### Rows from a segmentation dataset
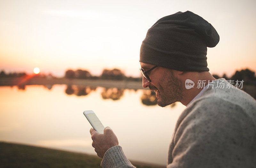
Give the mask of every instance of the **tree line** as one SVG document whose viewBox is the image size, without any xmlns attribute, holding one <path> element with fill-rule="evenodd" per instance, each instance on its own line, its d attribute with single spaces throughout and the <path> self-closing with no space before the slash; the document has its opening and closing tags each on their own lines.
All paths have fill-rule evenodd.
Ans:
<svg viewBox="0 0 256 168">
<path fill-rule="evenodd" d="M 24 72 L 7 73 L 3 70 L 2 70 L 0 72 L 0 78 L 22 77 L 26 76 L 27 75 L 27 74 Z M 243 80 L 244 83 L 244 84 L 256 85 L 256 76 L 255 72 L 248 68 L 242 69 L 240 71 L 236 71 L 230 77 L 227 76 L 225 73 L 222 76 L 216 74 L 213 74 L 212 76 L 216 79 L 223 78 L 226 80 L 232 80 L 235 81 L 236 80 L 241 81 Z M 42 74 L 40 76 L 45 77 L 46 75 Z M 116 68 L 114 68 L 112 70 L 105 69 L 103 70 L 101 74 L 99 76 L 93 76 L 90 72 L 87 70 L 78 69 L 74 71 L 72 69 L 69 69 L 65 72 L 64 77 L 69 79 L 126 80 L 135 81 L 141 81 L 142 78 L 142 77 L 139 78 L 127 77 L 124 75 L 122 71 Z"/>
<path fill-rule="evenodd" d="M 101 74 L 99 76 L 93 76 L 87 70 L 77 69 L 74 71 L 68 69 L 65 72 L 65 78 L 69 79 L 103 79 L 108 80 L 128 80 L 140 81 L 142 77 L 133 78 L 132 77 L 127 77 L 120 70 L 114 68 L 112 70 L 104 69 Z"/>
</svg>

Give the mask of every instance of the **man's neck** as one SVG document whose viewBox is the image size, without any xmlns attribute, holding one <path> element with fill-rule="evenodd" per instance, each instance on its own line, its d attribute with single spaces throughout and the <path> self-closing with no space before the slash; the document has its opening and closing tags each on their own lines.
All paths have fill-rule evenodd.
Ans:
<svg viewBox="0 0 256 168">
<path fill-rule="evenodd" d="M 192 81 L 195 83 L 195 85 L 193 88 L 191 89 L 187 89 L 185 87 L 184 88 L 184 98 L 182 101 L 180 101 L 183 105 L 187 106 L 197 95 L 202 90 L 204 89 L 204 87 L 206 86 L 208 83 L 212 82 L 212 80 L 216 80 L 213 77 L 209 77 L 209 78 L 204 78 L 204 79 L 193 79 Z M 197 88 L 197 81 L 199 80 L 203 81 L 205 84 L 203 85 L 203 87 L 199 87 Z M 185 81 L 184 82 L 185 83 Z"/>
</svg>

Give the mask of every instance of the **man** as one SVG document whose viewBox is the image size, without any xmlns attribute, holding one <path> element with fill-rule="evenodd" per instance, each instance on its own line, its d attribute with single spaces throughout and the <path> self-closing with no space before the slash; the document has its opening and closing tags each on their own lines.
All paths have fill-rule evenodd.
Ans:
<svg viewBox="0 0 256 168">
<path fill-rule="evenodd" d="M 168 168 L 256 166 L 256 101 L 207 67 L 207 47 L 219 41 L 210 24 L 187 11 L 159 20 L 142 42 L 143 87 L 156 92 L 161 107 L 180 102 L 187 107 L 172 135 Z M 103 167 L 134 167 L 110 128 L 90 132 Z"/>
</svg>

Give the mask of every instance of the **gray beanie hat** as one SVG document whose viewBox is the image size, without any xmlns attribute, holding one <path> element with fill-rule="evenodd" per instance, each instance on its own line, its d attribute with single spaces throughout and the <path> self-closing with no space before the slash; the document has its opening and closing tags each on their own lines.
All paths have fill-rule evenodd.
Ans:
<svg viewBox="0 0 256 168">
<path fill-rule="evenodd" d="M 210 23 L 190 11 L 158 20 L 148 29 L 140 48 L 140 62 L 180 71 L 209 71 L 207 47 L 220 36 Z"/>
</svg>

### WRITTEN EXERCISE
Write out the listing above again, replacing "gray beanie hat" with "gray knit cap" and keeping everything else the same. Leave the pictures out.

### FULL ANSWER
Give the mask of every instance of the **tree line** as one SVG document whose viewBox is the image size, without any xmlns attribute, holding one <path> element with fill-rule="evenodd" per instance, each instance on its own line, its d attribute with single spaces throughout and the <path> self-closing with no space before the slash; the document has its opening and closing tags each on their own lines.
All paths have fill-rule evenodd.
Ans:
<svg viewBox="0 0 256 168">
<path fill-rule="evenodd" d="M 24 72 L 7 73 L 3 70 L 2 70 L 0 72 L 0 78 L 22 77 L 26 76 L 27 75 L 27 74 Z M 243 80 L 244 83 L 244 84 L 256 85 L 256 76 L 255 72 L 248 68 L 242 69 L 240 71 L 236 71 L 230 77 L 227 76 L 225 73 L 222 76 L 216 74 L 213 74 L 212 76 L 216 79 L 223 78 L 226 80 L 232 80 L 235 81 L 236 80 L 241 81 Z M 42 74 L 40 76 L 45 77 L 46 75 Z M 116 68 L 114 68 L 112 70 L 105 69 L 103 70 L 101 74 L 99 76 L 93 76 L 90 72 L 87 70 L 78 69 L 74 71 L 72 69 L 69 69 L 65 72 L 64 77 L 69 79 L 126 80 L 135 81 L 141 81 L 142 78 L 142 77 L 139 78 L 127 77 L 124 75 L 122 71 Z"/>
<path fill-rule="evenodd" d="M 101 74 L 99 76 L 93 76 L 87 70 L 77 69 L 74 71 L 68 69 L 65 72 L 65 78 L 69 79 L 103 79 L 108 80 L 128 80 L 140 81 L 142 77 L 133 78 L 132 77 L 127 77 L 120 70 L 114 68 L 112 70 L 104 69 Z"/>
</svg>

Give the mask of every instance of the **man's neck** as one SVG document whose viewBox is the image size, without any xmlns attribute, holding one <path> element with fill-rule="evenodd" per instance, each instance on its own line, its d attribute with single spaces throughout and the <path> self-closing with no space before the slash; the document has its opening and closing tags each on their own lines.
All paths have fill-rule evenodd.
Ans:
<svg viewBox="0 0 256 168">
<path fill-rule="evenodd" d="M 192 81 L 195 83 L 195 85 L 193 88 L 191 89 L 187 89 L 185 87 L 184 88 L 184 98 L 182 101 L 180 101 L 183 105 L 187 106 L 197 95 L 202 90 L 204 89 L 204 87 L 206 86 L 208 83 L 212 82 L 212 80 L 216 80 L 213 77 L 209 77 L 209 78 L 204 78 L 204 79 L 193 79 Z M 197 88 L 197 81 L 199 80 L 203 81 L 205 84 L 203 85 L 203 87 L 199 87 Z M 185 81 L 184 82 L 185 83 Z"/>
</svg>

Give the mask of every instance of the **man** as one SVG document whose viewBox is the image size, without any xmlns attribute, holding one <path> element with fill-rule="evenodd" per instance, each instance on its own line, its d attribute with single spaces throughout and the <path> self-closing with no space before the slash; the document has its opening and closing tags each on their own lines.
All paths have fill-rule evenodd.
Ans:
<svg viewBox="0 0 256 168">
<path fill-rule="evenodd" d="M 168 168 L 256 166 L 256 101 L 207 67 L 207 47 L 219 41 L 210 24 L 187 11 L 159 20 L 142 42 L 143 87 L 156 92 L 161 107 L 180 102 L 187 107 L 172 135 Z M 103 167 L 134 167 L 110 128 L 90 132 Z"/>
</svg>

Give the mask of every instance of the **gray knit cap** as one SVG document whose viewBox is the image size, without any xmlns attribute, holding one <path> element with fill-rule="evenodd" per instance, each instance on its own line, its d attribute with single spaces throughout and the <path> self-closing with no space before the slash; the document has its opening and closing tags each on their own lines.
All paths have fill-rule evenodd.
Ans:
<svg viewBox="0 0 256 168">
<path fill-rule="evenodd" d="M 210 23 L 190 11 L 158 20 L 148 29 L 140 48 L 140 62 L 180 71 L 209 71 L 207 47 L 220 36 Z"/>
</svg>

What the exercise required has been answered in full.